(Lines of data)
┌────────
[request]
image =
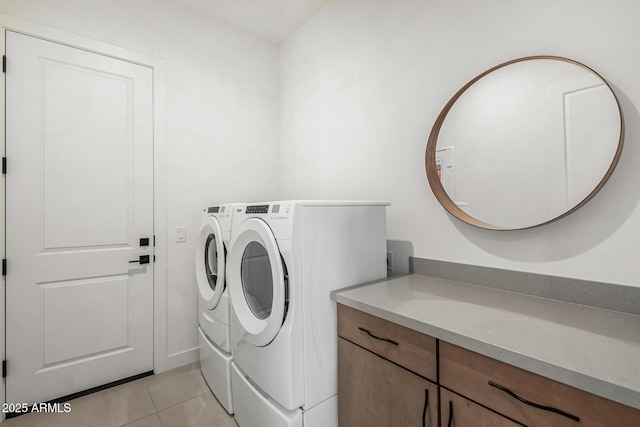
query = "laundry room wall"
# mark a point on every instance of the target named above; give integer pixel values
(221, 120)
(363, 81)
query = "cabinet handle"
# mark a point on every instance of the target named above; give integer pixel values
(535, 405)
(426, 407)
(377, 337)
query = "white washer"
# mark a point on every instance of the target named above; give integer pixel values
(284, 260)
(213, 301)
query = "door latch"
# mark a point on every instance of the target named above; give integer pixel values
(143, 259)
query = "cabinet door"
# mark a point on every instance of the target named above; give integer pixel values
(460, 412)
(375, 392)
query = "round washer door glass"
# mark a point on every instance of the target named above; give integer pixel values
(211, 261)
(257, 281)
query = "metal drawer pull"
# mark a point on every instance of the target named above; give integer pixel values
(377, 337)
(535, 405)
(426, 407)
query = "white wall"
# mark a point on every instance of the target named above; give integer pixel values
(221, 90)
(363, 81)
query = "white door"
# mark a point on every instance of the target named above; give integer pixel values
(79, 198)
(258, 282)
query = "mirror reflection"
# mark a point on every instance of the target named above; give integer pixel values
(525, 143)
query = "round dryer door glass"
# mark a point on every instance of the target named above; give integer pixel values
(211, 260)
(257, 280)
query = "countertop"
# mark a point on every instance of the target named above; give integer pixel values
(592, 349)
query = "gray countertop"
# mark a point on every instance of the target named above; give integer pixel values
└────────
# The request
Switch every "countertop" in the data above to "worktop" and give all the lines again with nothing else changed. Leave the pictures out of your answer.

# Correct answer
[request]
image =
query = "laundry room wall"
# mark a point on every instance of the target named above; give integer pixel values
(221, 120)
(363, 81)
query = "cabinet handle"
# mark a point on every instance of the target named above; give integer pixel values
(535, 405)
(426, 407)
(377, 337)
query = "white washer"
# mark a point on every instance of the target named above; give integer pixel values
(284, 260)
(213, 301)
query = "door latch"
# mark a point on every instance of the target named above; give integer pixel values
(143, 259)
query = "cabinet door"
# mark a point on every instance of the target named above; give integer pixel values
(460, 412)
(375, 392)
query = "round washer door glass"
# mark a point on every instance of the target named above; give integer pixel values
(211, 261)
(257, 281)
query = "metal drawer pull"
# mark a point on every instance of the target named above; give integer pixel values
(377, 337)
(535, 405)
(426, 407)
query = "white wall"
# mark a point on every instance of the target named above; give integer pixel values
(221, 90)
(363, 81)
query = "white door"
# mark a point on every instance of the target named above; give integer pixel values
(79, 198)
(258, 282)
query = "mirror reflection"
# mark a point on every instance of the target named above; give integer pixel values
(525, 143)
query = "round dryer door glass"
# mark a point on every instance of the target named above; give integer pixel values
(211, 260)
(257, 280)
query = "worktop"
# mark a point on every instance of the target named above; give integer pixel values
(592, 349)
query = "gray worktop"
# mark a point on every instance of the target named above; give integer pixel values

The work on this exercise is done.